** START STORED DATA **

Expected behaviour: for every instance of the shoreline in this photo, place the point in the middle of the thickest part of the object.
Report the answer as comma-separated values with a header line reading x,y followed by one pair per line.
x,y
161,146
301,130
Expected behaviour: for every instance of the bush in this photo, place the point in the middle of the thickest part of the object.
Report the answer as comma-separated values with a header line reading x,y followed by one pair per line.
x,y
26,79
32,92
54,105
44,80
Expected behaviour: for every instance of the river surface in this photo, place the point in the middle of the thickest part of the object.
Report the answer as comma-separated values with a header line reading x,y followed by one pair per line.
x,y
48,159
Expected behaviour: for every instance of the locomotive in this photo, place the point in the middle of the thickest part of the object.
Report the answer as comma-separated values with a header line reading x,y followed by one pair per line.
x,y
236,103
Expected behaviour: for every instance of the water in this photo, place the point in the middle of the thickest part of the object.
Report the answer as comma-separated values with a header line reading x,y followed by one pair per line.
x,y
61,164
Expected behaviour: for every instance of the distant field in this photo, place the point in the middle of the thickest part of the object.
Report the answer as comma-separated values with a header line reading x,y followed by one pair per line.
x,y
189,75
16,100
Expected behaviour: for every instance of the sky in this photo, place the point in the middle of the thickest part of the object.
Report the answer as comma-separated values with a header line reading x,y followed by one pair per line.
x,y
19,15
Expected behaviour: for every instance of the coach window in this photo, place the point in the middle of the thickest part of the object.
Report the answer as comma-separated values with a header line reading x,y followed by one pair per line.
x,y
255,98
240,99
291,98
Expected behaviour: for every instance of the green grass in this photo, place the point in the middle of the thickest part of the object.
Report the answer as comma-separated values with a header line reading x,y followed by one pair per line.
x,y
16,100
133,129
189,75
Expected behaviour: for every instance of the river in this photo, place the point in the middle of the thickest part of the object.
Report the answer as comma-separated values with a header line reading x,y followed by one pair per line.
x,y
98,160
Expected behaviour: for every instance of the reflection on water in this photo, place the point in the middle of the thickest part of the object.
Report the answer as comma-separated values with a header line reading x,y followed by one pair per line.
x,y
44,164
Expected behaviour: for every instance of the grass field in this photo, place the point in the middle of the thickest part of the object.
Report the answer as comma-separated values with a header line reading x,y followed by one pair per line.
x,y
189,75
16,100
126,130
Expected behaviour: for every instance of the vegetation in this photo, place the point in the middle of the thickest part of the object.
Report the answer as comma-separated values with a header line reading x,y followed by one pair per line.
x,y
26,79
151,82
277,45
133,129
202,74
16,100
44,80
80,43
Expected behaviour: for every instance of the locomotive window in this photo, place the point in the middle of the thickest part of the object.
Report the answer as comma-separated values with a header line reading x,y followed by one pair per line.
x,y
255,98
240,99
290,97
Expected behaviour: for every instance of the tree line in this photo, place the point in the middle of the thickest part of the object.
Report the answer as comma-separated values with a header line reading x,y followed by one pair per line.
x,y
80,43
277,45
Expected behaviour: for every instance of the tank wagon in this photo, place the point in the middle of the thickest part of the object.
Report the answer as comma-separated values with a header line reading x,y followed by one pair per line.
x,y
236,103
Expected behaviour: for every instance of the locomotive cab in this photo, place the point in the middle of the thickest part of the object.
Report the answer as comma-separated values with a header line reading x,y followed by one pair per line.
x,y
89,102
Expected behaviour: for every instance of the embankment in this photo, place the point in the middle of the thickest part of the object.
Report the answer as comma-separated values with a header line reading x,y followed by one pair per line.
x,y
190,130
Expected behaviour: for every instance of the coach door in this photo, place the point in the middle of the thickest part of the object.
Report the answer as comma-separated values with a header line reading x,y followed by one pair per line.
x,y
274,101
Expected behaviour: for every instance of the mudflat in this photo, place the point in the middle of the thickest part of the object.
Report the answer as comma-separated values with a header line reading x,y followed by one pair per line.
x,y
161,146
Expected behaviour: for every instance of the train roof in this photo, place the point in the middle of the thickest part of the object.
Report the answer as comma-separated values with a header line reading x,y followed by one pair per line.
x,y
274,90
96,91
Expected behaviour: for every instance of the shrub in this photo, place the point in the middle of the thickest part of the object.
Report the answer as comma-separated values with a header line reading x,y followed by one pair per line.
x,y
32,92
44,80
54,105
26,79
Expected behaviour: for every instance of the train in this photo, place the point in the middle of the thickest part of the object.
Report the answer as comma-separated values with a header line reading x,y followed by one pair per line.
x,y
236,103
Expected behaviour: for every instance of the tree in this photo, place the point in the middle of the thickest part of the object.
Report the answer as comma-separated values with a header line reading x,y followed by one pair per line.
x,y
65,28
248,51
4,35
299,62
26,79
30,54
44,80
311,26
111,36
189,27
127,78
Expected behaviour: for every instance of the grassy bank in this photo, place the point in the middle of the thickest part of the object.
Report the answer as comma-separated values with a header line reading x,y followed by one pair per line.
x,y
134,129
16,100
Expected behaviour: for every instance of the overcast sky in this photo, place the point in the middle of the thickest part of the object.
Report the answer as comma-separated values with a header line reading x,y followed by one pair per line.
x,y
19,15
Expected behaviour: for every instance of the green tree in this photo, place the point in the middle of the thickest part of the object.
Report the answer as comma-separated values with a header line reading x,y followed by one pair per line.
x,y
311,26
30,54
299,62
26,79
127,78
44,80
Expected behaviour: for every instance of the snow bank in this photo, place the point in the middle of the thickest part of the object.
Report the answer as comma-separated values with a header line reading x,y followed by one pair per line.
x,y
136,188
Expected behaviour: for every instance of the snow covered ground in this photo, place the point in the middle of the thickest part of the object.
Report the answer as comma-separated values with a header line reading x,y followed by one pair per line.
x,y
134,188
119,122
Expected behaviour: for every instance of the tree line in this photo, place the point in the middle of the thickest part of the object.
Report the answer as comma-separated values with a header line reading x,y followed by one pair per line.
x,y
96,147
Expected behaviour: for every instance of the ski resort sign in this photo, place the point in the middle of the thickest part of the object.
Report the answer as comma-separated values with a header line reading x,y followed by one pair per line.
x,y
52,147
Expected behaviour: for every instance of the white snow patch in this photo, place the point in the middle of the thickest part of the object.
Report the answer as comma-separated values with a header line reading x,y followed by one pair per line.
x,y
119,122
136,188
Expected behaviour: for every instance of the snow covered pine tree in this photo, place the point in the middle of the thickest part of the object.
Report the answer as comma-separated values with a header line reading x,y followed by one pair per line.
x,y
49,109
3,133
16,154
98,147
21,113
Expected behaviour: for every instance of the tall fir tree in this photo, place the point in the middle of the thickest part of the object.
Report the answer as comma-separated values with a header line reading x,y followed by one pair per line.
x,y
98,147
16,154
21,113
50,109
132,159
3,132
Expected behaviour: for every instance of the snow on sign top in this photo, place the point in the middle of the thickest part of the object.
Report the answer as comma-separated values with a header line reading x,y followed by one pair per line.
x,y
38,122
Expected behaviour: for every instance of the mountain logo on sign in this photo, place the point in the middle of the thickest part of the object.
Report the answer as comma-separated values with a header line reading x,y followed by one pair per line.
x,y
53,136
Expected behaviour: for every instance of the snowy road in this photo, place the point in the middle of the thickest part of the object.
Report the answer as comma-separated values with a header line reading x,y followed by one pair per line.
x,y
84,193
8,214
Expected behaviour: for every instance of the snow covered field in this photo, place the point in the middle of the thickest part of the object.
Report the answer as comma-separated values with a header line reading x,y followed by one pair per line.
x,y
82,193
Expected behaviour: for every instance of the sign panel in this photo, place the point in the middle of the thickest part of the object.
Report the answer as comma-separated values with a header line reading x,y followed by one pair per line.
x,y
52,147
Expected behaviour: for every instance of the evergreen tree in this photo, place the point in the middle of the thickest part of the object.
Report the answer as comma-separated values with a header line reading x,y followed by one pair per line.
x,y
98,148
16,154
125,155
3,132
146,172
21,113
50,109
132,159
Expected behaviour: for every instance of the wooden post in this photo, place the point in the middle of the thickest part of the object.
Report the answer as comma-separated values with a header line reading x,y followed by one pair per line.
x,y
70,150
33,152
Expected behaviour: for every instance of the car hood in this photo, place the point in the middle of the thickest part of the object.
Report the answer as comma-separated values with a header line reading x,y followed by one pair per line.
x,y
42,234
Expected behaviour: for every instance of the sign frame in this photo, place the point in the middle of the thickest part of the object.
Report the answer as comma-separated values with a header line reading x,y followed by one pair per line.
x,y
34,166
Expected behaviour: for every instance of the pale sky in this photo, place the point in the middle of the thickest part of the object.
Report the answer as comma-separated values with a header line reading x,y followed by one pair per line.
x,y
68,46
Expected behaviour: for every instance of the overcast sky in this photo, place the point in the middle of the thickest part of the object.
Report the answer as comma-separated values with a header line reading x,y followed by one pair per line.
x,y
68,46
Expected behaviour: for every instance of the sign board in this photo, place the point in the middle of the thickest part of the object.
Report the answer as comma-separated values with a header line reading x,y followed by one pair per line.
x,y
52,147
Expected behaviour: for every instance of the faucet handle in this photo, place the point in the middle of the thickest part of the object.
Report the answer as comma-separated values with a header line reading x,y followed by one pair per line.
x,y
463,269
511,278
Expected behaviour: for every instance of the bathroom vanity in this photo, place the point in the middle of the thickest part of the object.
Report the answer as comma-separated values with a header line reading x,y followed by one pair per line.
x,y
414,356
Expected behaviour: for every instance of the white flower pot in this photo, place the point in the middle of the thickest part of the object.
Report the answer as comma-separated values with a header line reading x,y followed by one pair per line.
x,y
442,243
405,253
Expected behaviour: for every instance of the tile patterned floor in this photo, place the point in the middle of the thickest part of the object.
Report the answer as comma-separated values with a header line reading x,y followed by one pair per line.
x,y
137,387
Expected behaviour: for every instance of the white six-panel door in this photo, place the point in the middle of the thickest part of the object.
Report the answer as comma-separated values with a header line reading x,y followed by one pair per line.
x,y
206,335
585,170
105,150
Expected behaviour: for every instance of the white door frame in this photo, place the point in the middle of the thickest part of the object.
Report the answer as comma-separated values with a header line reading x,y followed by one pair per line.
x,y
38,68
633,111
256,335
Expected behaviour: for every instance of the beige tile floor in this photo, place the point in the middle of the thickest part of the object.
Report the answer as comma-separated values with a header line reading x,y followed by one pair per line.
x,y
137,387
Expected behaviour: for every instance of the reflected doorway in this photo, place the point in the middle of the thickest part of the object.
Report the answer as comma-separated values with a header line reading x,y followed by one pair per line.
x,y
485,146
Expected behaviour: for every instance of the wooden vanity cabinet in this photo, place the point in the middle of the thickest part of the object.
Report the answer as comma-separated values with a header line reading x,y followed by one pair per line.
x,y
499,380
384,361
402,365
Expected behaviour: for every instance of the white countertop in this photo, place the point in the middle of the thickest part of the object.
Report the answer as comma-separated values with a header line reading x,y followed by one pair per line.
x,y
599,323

** END STORED DATA **

• THE PROBLEM
Please retype the items exactly, starting with the line that contains "Expected behaviour: for every instance of the white countertop" and continuing through the end of the items.

• RESPONSE BELOW
Expected behaviour: for every instance of the white countertop in this photo, place the point in the middle of the thickest part of the object.
Report the answer as comma-separated values with a header line reading x,y followed by one pair per line.
x,y
599,323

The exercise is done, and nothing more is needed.